### Short problem
Return each line from the rows below that contains the word "speaker".

▼▼▼

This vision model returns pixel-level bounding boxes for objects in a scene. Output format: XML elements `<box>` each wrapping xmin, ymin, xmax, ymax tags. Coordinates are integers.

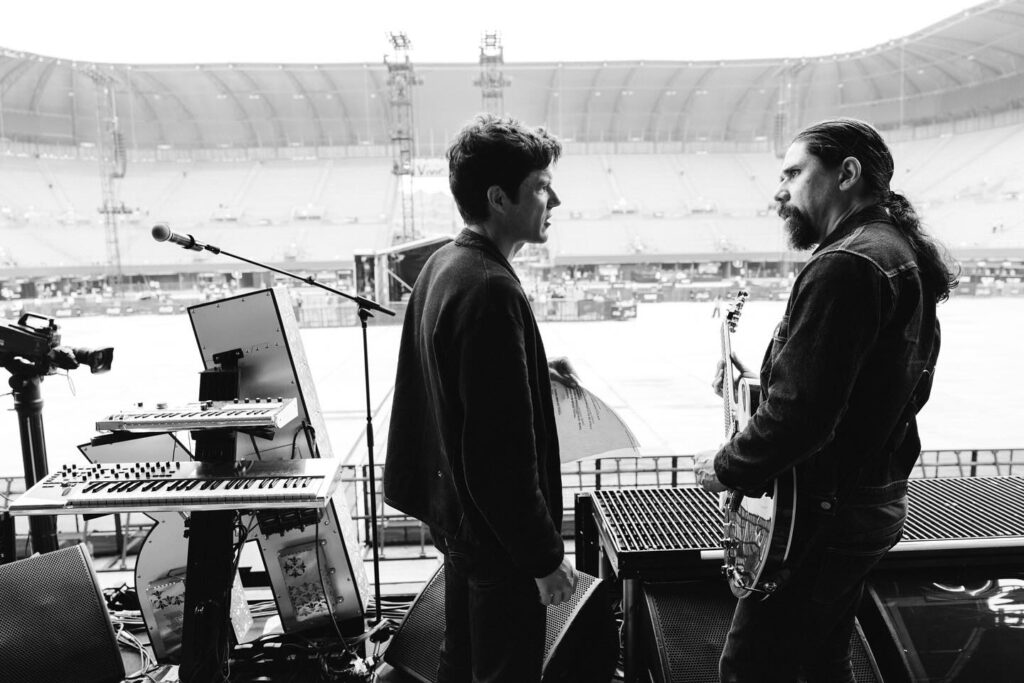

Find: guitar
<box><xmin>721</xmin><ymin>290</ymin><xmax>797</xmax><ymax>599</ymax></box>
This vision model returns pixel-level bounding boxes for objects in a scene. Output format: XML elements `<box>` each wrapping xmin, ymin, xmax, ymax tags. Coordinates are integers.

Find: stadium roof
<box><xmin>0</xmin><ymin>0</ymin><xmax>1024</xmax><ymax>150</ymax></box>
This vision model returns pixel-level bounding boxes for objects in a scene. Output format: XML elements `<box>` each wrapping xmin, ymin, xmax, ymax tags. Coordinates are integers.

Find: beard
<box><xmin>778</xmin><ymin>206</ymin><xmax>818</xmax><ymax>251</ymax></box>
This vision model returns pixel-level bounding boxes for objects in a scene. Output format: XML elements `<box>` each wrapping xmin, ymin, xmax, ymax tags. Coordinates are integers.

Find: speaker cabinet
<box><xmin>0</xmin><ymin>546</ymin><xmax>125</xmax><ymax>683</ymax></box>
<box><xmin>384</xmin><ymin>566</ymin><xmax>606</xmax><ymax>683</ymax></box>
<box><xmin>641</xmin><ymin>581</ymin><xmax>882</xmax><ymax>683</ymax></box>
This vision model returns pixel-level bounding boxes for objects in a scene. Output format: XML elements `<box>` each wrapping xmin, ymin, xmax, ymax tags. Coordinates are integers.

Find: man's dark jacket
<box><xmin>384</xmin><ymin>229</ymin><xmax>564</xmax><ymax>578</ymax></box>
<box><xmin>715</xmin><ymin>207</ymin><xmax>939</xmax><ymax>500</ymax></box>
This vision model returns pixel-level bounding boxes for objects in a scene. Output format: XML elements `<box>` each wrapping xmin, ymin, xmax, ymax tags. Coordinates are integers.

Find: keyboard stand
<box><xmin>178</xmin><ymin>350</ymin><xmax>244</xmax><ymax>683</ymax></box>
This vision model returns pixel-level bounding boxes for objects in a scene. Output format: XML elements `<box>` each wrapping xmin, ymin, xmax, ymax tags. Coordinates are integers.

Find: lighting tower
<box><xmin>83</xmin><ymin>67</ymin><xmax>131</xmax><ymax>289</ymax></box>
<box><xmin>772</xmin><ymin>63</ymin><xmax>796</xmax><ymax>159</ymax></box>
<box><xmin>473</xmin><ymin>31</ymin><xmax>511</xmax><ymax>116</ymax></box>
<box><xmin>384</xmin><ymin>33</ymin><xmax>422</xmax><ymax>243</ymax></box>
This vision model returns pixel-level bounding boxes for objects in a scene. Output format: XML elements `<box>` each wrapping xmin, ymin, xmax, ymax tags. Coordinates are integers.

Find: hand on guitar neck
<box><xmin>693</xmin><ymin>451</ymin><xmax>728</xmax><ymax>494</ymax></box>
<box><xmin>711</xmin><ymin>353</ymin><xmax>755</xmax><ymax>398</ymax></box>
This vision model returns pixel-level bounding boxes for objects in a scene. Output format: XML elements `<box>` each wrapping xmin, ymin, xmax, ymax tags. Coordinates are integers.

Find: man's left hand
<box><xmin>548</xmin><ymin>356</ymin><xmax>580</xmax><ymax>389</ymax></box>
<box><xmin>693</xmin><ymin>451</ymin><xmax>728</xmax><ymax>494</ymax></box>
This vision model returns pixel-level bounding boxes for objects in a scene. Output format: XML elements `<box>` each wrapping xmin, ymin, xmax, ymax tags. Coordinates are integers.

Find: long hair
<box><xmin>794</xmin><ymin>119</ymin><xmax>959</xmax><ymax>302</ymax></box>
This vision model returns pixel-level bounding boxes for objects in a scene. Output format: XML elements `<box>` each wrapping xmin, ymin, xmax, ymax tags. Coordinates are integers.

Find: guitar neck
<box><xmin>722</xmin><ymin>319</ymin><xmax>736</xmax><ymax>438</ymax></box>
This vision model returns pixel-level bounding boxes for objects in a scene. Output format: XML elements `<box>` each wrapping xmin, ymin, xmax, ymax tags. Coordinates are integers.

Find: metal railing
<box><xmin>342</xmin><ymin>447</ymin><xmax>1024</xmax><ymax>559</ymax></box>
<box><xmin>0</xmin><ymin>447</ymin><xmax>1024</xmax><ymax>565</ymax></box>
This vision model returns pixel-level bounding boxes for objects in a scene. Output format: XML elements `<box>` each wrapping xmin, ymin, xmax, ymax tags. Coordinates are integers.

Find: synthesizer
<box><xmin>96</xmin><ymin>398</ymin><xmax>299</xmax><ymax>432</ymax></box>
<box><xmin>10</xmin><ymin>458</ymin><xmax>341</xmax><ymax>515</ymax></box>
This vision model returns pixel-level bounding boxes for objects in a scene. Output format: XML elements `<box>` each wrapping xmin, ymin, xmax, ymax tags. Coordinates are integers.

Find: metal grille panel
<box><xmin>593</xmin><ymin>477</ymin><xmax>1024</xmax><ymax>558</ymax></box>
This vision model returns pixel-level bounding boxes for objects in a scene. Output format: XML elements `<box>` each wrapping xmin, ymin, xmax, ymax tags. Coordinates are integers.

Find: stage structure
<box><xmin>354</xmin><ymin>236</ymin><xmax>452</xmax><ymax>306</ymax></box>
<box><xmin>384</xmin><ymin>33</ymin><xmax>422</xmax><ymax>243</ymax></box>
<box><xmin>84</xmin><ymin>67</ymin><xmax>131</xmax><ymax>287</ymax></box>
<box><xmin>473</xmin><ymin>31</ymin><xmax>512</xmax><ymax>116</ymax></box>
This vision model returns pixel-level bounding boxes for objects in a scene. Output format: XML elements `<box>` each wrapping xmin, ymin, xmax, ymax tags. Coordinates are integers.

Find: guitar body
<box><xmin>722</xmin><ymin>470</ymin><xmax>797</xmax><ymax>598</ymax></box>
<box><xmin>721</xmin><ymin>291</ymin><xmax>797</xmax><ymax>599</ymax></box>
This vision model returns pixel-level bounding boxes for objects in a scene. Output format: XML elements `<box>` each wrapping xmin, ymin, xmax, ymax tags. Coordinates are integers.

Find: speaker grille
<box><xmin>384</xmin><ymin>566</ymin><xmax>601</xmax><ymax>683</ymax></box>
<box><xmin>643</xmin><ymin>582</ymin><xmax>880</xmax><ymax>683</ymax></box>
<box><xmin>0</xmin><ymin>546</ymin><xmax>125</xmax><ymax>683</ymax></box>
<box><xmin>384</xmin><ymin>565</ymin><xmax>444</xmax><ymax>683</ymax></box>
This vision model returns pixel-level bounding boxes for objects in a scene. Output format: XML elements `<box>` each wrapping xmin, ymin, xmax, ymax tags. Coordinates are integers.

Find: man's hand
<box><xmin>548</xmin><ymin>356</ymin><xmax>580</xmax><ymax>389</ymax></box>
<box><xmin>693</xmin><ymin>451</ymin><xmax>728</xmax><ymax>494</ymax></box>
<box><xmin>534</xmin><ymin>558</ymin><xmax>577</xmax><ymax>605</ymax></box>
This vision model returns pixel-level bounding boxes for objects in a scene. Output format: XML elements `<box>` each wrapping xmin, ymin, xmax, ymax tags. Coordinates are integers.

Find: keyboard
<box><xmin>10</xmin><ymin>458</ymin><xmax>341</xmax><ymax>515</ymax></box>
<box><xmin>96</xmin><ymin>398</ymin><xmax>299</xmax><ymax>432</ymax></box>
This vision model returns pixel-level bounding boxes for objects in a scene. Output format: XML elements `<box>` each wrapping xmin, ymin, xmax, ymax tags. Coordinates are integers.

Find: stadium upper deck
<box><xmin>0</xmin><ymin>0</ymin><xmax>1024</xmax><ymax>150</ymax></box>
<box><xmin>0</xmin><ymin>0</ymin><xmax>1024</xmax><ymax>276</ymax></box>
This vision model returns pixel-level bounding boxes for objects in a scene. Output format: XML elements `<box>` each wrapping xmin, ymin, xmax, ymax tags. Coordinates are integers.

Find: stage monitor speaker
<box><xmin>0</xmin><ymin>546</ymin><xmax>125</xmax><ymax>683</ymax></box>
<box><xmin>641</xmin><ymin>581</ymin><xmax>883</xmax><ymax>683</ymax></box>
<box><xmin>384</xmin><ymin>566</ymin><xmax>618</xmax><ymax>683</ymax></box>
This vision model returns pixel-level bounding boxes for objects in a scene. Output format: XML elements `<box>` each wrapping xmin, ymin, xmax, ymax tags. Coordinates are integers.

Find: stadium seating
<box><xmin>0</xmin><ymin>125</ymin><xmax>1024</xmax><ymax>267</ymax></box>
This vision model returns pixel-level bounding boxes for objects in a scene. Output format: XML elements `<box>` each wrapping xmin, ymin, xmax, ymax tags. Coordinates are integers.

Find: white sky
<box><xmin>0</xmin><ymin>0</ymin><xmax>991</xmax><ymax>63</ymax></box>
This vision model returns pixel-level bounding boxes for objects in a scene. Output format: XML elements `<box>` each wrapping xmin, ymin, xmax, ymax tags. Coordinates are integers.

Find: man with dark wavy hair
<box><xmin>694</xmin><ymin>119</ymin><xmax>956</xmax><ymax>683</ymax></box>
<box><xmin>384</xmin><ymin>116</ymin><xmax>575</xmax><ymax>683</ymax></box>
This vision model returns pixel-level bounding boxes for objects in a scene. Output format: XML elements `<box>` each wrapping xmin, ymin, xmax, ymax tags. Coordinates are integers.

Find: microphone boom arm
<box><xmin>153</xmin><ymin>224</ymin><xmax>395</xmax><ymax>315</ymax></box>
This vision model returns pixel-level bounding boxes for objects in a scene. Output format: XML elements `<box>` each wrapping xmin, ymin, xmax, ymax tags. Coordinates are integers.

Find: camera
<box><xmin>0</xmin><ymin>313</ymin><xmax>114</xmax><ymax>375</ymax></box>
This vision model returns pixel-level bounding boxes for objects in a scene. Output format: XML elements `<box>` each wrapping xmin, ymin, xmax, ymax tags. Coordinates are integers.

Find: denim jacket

▲▲▲

### Response below
Find: speaker cabinet
Find: speaker grille
Find: stage monitor speaker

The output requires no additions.